DIRECTIONS: Exclude the pictures, then copy all remaining records exactly.

Pointing records

+===+

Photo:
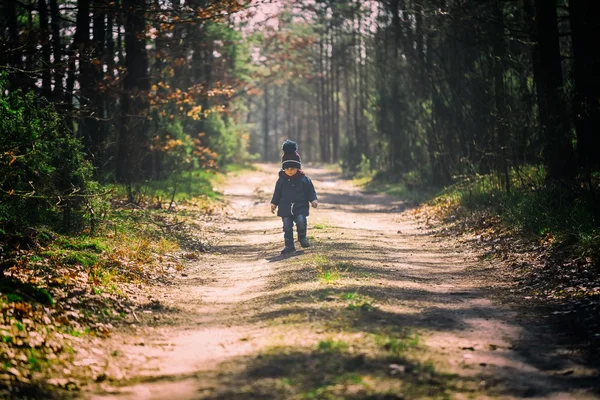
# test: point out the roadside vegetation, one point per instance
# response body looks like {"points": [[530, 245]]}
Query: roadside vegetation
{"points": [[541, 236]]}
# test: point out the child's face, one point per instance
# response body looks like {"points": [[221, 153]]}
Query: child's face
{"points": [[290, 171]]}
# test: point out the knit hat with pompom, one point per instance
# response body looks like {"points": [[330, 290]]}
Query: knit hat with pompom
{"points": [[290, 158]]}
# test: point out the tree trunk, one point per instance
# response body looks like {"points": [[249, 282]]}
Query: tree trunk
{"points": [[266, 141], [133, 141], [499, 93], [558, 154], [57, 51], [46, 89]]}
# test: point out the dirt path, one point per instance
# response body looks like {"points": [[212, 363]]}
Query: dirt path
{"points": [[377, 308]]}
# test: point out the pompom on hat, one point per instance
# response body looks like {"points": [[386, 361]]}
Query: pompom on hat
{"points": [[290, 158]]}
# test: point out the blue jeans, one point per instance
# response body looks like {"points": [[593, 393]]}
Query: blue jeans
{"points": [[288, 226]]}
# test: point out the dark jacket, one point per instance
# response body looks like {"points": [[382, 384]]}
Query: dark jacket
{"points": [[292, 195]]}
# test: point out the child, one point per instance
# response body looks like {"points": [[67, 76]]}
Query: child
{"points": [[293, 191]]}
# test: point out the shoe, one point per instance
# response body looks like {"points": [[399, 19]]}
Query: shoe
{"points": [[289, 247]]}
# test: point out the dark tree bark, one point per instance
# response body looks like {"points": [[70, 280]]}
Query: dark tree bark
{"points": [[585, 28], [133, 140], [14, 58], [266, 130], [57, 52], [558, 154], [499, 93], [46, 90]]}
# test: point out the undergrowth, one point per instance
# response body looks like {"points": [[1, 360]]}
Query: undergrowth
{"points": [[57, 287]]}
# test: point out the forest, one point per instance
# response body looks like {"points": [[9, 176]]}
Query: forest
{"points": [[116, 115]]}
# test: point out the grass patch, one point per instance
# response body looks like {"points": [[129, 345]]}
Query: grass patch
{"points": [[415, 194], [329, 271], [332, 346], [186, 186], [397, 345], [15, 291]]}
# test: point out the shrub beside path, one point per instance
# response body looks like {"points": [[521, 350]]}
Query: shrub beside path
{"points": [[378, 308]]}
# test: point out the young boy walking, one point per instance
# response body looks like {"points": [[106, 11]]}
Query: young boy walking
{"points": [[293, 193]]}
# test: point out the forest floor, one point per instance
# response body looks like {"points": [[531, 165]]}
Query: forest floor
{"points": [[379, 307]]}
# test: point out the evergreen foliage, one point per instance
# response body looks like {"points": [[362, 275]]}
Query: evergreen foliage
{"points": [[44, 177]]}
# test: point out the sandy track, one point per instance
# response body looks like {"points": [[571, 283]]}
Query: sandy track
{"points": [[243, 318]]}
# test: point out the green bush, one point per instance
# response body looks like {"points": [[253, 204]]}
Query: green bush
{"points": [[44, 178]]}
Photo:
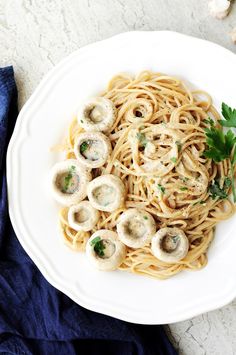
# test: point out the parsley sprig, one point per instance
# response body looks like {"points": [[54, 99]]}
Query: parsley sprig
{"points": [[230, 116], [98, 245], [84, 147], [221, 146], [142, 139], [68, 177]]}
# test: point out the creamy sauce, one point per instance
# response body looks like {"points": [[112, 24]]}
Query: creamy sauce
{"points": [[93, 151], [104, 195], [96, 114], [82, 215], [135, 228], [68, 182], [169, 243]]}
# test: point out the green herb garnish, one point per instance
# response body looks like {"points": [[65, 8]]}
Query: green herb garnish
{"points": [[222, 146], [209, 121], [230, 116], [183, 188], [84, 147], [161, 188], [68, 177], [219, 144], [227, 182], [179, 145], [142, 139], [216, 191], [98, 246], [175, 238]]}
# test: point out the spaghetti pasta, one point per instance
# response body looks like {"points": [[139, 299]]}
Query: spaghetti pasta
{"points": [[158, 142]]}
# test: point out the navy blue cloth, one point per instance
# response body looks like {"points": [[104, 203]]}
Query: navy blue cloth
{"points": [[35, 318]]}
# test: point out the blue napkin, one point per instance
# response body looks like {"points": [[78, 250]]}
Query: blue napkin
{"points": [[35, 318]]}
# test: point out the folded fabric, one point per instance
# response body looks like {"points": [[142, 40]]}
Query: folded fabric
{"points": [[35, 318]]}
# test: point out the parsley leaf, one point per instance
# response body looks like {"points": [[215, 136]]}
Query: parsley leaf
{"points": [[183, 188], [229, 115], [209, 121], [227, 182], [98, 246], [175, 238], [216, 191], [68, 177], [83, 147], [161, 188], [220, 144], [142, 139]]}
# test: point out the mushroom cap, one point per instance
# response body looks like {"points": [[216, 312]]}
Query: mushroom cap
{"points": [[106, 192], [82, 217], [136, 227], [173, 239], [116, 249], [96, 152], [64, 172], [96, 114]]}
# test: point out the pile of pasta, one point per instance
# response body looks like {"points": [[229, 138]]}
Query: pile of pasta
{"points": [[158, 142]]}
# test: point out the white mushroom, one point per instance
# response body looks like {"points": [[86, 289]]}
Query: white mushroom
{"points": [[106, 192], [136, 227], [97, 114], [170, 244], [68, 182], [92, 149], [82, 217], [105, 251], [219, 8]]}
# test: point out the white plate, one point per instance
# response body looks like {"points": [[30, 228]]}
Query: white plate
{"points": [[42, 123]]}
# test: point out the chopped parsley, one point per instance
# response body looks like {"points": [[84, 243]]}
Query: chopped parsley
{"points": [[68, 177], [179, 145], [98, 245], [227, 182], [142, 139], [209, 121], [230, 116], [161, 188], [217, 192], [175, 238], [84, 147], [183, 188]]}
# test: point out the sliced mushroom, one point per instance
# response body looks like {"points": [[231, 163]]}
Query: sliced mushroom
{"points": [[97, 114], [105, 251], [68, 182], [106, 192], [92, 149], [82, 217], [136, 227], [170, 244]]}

+===+

OUTPUT FOR THIS EXERCISE:
Photo:
# test: point out the roadside vegetation, one point per instance
# response body looks like {"points": [[530, 245]]}
Query: roadside vegetation
{"points": [[541, 236]]}
# test: point out the child's face, one point per instance
# response body looks like {"points": [[221, 153]]}
Query: child's face
{"points": [[290, 171]]}
# test: point out the knit hat with pompom, one point per instance
# response body looks like {"points": [[330, 290]]}
Query: knit hat with pompom
{"points": [[290, 158]]}
# test: point out the tree trunk, one point per instance
# response body looks like {"points": [[249, 282]]}
Query: tree trunk
{"points": [[266, 141], [133, 141], [499, 93], [558, 154], [57, 51], [46, 89]]}
# test: point out the dirt path, one point per instance
# response body looks like {"points": [[212, 363]]}
Query: dirt path
{"points": [[377, 308]]}
# test: point out the pompom on hat, one point per instance
# response body looks like {"points": [[386, 361]]}
Query: pompom on hat
{"points": [[290, 158]]}
# test: point out the blue jeans, one point per instance
# response body looks like {"points": [[593, 393]]}
Query: blue jeans
{"points": [[288, 226]]}
# test: point out the dark jacket, one point per instance
# response body looks like {"points": [[382, 384]]}
Query: dark jacket
{"points": [[292, 195]]}
# test: point out the child, one point per instance
# response body looks like {"points": [[67, 76]]}
Query: child
{"points": [[293, 191]]}
# test: point out the shoe, one point per instance
# response body looks like {"points": [[399, 19]]}
Query: shoe
{"points": [[289, 247]]}
# test: point out the dark tree bark, one point per instance
# response body looks like {"points": [[70, 280]]}
Query: dark tree bark
{"points": [[585, 28], [133, 140], [14, 58], [266, 130], [57, 52], [558, 154], [499, 93], [46, 90]]}
# test: point out the undergrowth, one point per instance
# response body looks like {"points": [[1, 360]]}
Query: undergrowth
{"points": [[57, 287]]}
# test: point out the forest, one point per instance
# response body looks like {"points": [[9, 176]]}
Query: forest
{"points": [[116, 115]]}
# test: point out the grass patch, one point per instance
# response body looks like {"points": [[129, 345]]}
Query: grass patch
{"points": [[415, 194], [329, 271], [332, 346], [186, 186], [397, 345], [15, 291]]}
# test: point out the shrub beside path, one point per instance
# response body looks like {"points": [[521, 350]]}
Query: shrub beside path
{"points": [[378, 308]]}
# test: point out the young boy walking, one point per instance
# response body looks like {"points": [[106, 11]]}
Query: young boy walking
{"points": [[293, 193]]}
# test: point out the forest floor, one point per instance
# response body looks like {"points": [[531, 165]]}
Query: forest floor
{"points": [[379, 307]]}
# test: point out the evergreen foliage, one point per instance
# response body looks like {"points": [[362, 275]]}
Query: evergreen foliage
{"points": [[44, 177]]}
# test: point out the sandy track, one point per instance
# response body looks like {"points": [[571, 283]]}
Query: sandy track
{"points": [[243, 318]]}
# test: point out the green bush, one point per instance
# response body looks like {"points": [[253, 204]]}
Query: green bush
{"points": [[44, 178]]}
Photo:
# test: point out the parsley sprig, one point per instance
# response body looks like {"points": [[54, 99]]}
Query: parsley sprig
{"points": [[230, 116], [98, 245], [84, 147], [221, 146], [142, 139], [68, 177]]}
# test: point out the creamy sauce, one point per instance
# response body looks like {"points": [[112, 24]]}
Query: creamy sauce
{"points": [[93, 151], [104, 195], [96, 114], [82, 215], [135, 228], [68, 182], [169, 243]]}
# test: point out the green herb garnish, one point per instance
# response body looks like {"points": [[65, 8]]}
Query: green herb garnish
{"points": [[222, 146], [209, 121], [230, 116], [183, 188], [84, 147], [161, 188], [68, 177], [219, 144], [227, 182], [179, 145], [142, 139], [216, 191], [98, 246], [175, 238]]}
# test: point out the spaghetti pasta, one point per instance
# response body looks like {"points": [[139, 299]]}
Query: spaghetti pasta
{"points": [[158, 142]]}
# test: point out the navy blue cloth, one point per instance
# response body looks like {"points": [[104, 203]]}
Query: navy blue cloth
{"points": [[35, 318]]}
# test: point out the blue napkin, one point per instance
# response body looks like {"points": [[78, 250]]}
Query: blue napkin
{"points": [[35, 318]]}
# test: point out the folded fabric, one point per instance
# response body looks like {"points": [[142, 40]]}
Query: folded fabric
{"points": [[35, 318]]}
# test: point out the parsley leaf, one point per instance
# response body looks like {"points": [[215, 136]]}
Query: parsley leaf
{"points": [[183, 188], [229, 115], [209, 121], [227, 182], [98, 246], [175, 238], [216, 191], [68, 177], [83, 147], [161, 188], [220, 144], [142, 139]]}
# test: point out the mushroom cap, one point per instance
# response body looks like {"points": [[216, 312]]}
Query: mushroom cap
{"points": [[106, 192], [82, 217], [136, 227], [173, 239], [116, 249], [96, 152], [64, 172], [96, 114]]}
# test: point out the pile of pasta, one point per instance
# response body looks like {"points": [[229, 138]]}
Query: pile of pasta
{"points": [[158, 142]]}
# test: point out the white mushroom, one point per instance
# response body looks like {"points": [[86, 289]]}
Query: white mushroom
{"points": [[106, 192], [136, 227], [97, 114], [170, 244], [68, 182], [92, 149], [82, 217], [105, 251], [219, 8]]}
# test: point out the white plate, one point per instance
# response body looks like {"points": [[30, 228]]}
Query: white plate
{"points": [[42, 123]]}
# test: point out the chopped parsley, one point per instance
# response body looks like {"points": [[84, 243]]}
Query: chopped parsley
{"points": [[68, 177], [179, 145], [98, 245], [227, 182], [142, 139], [209, 121], [230, 116], [161, 188], [217, 192], [175, 238], [84, 147], [183, 188]]}
# test: point out the sliced mushroom, one point per instance
# response body looks like {"points": [[231, 163]]}
Query: sliced mushroom
{"points": [[97, 114], [105, 251], [68, 182], [106, 192], [92, 149], [82, 217], [136, 227], [170, 244]]}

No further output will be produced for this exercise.